— Given passage —

[tor-project] Tor Browser Bundle on Guix
Richard Pospesel
richard at torproject.org
Mon Dec 19 15:52:10 UTC 2022
So tbh, our Wikis are in need of some attention. In general we want to migrate things to the 'Team' wiki here:
- https://gitlab.torproject.org/tpo/applications/team/-/wikis/home
We've made some effort maintaining our docs but are in general not very actively maintained (though there have been some
great updates to our build docs over the past year). Something more to work on in 2023. If you want to make edits I
think the usual fork+MR workflow works best, just tag me ( @richard ) and I should get a notification.
best,
-Richard
On 12/19/22 14:25, Jim Newsome wrote:
> Makes sense! I'm just dipping my toe into Guix and definitely not looking to take on maintainership of packages there at
> the moment. Was sharing the info primarily for other individuals running Guix who may want to run Tor Browser.
>
> Maybe the wiki, on or around this page would be a good place to document this sort of distro-specific workaround in the
> meantime? https://gitlab.torproject.org/tpo/applications/tor-browser/-/wikis/Platform_Installation
>
> The list of runtime dependencies (e.g. libssl @ v1, libevent, ...) may be more generally useful for running on Linux,
> since I imagine someone on any distro could run into problems if they happen to not have those installed.
>
> What is the procedure for proposing/making edits to the the Tor Browser wiki, anyway?
>
> On 12/19/22 06:41, Richard Pospesel wrote:
>> So I think in general we (applications team) don't want to support every possible distribution format out there/be
>> smart about which ones we *do* support in terms of maximizing reach/going where the users are.

— Given task a —
Reproduce word for word the stretch of the Tor Browser message from "[tor-project] Tor Browser" through "get a notification.".
The message and the listing come from unrelated sources.

— Material for this exercise —
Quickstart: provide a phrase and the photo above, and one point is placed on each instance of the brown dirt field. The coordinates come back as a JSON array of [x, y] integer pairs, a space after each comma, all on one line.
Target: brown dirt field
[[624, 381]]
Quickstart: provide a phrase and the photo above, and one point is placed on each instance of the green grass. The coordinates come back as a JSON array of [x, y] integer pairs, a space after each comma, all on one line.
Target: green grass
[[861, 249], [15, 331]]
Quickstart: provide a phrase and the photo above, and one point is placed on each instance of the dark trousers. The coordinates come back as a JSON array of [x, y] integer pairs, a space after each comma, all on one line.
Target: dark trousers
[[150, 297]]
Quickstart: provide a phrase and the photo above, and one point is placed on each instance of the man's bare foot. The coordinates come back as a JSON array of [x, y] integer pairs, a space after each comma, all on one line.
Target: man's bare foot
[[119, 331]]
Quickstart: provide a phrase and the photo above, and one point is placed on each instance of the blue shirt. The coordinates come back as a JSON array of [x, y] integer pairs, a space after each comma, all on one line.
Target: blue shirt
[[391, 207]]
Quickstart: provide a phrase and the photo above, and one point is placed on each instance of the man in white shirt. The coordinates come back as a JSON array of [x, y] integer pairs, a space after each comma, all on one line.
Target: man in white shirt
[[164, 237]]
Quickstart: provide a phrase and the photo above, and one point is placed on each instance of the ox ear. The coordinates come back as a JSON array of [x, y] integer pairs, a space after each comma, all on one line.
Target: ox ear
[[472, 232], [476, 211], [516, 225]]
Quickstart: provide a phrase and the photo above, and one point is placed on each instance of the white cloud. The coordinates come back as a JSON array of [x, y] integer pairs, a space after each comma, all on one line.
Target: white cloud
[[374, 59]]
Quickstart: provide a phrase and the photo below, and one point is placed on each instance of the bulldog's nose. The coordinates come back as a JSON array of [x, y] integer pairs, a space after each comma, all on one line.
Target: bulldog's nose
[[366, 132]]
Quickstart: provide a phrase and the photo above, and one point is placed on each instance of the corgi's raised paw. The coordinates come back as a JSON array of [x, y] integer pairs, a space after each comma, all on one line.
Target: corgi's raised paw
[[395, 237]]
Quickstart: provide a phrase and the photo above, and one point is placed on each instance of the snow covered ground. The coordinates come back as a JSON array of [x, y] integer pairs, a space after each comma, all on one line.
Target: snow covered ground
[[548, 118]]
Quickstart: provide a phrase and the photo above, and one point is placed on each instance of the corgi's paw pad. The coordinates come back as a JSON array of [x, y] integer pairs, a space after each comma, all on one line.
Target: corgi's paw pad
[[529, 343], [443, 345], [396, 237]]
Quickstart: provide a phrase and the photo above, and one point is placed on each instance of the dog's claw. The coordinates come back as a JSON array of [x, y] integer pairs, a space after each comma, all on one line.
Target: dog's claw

— Given task b —
Quote the stretch of the listing from the line containing "of the dark" through the line containing "[[150, 297]]".

— Response a —
[tor-project] Tor Browser Bundle on Guix
Richard Pospesel
richard at torproject.org
Mon Dec 19 15:52:10 UTC 2022
So tbh, our Wikis are in need of some attention. In general we want to migrate things to the 'Team' wiki here:
- https://gitlab.torproject.org/tpo/applications/team/-/wikis/home
We've made some effort maintaining our docs but are in general not very actively maintained (though there have been some
great updates to our build docs over the past year). Something more to work on in 2023. If you want to make edits I
think the usual fork+MR workflow works best, just tag me ( @richard ) and I should get a notification.

— Response b —
Quickstart: provide a phrase and the photo above, and one point is placed on each instance of the dark trousers. The coordinates come back as a JSON array of [x, y] integer pairs, a space after each comma, all on one line.
Target: dark trousers
[[150, 297]]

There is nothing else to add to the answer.